EXERCISE INSTRUCTIONS
Give back each line of the data exactly as it reads, minus the pictures.

SUPPLIED DATA
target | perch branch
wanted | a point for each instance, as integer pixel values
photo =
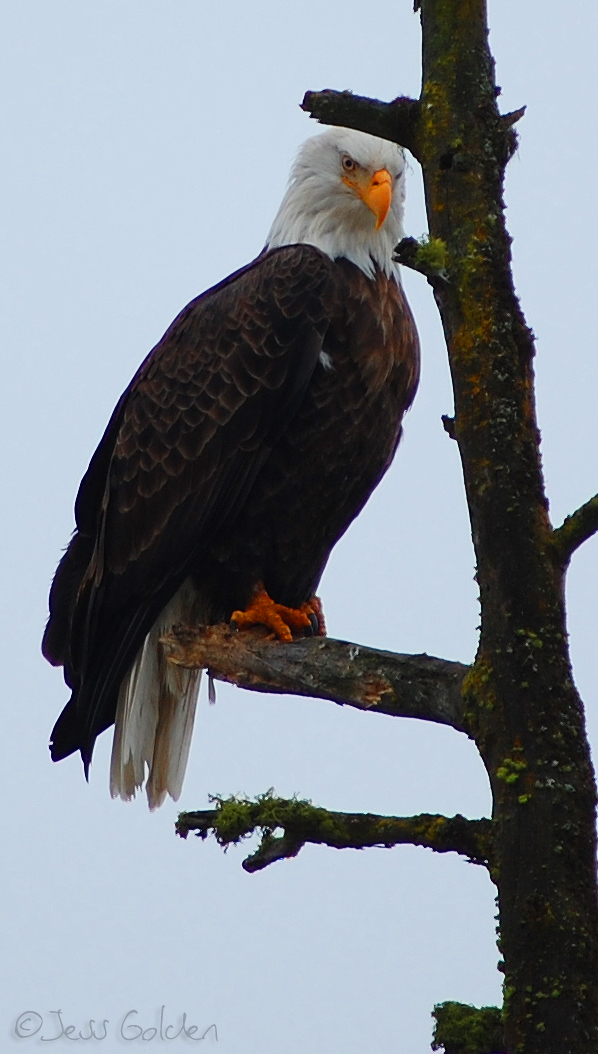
(397, 120)
(234, 819)
(576, 529)
(409, 686)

WRITTEN RESPONSE
target | perch branch
wanted | a point for each instance, as integer pixel values
photo =
(397, 120)
(234, 819)
(576, 529)
(409, 686)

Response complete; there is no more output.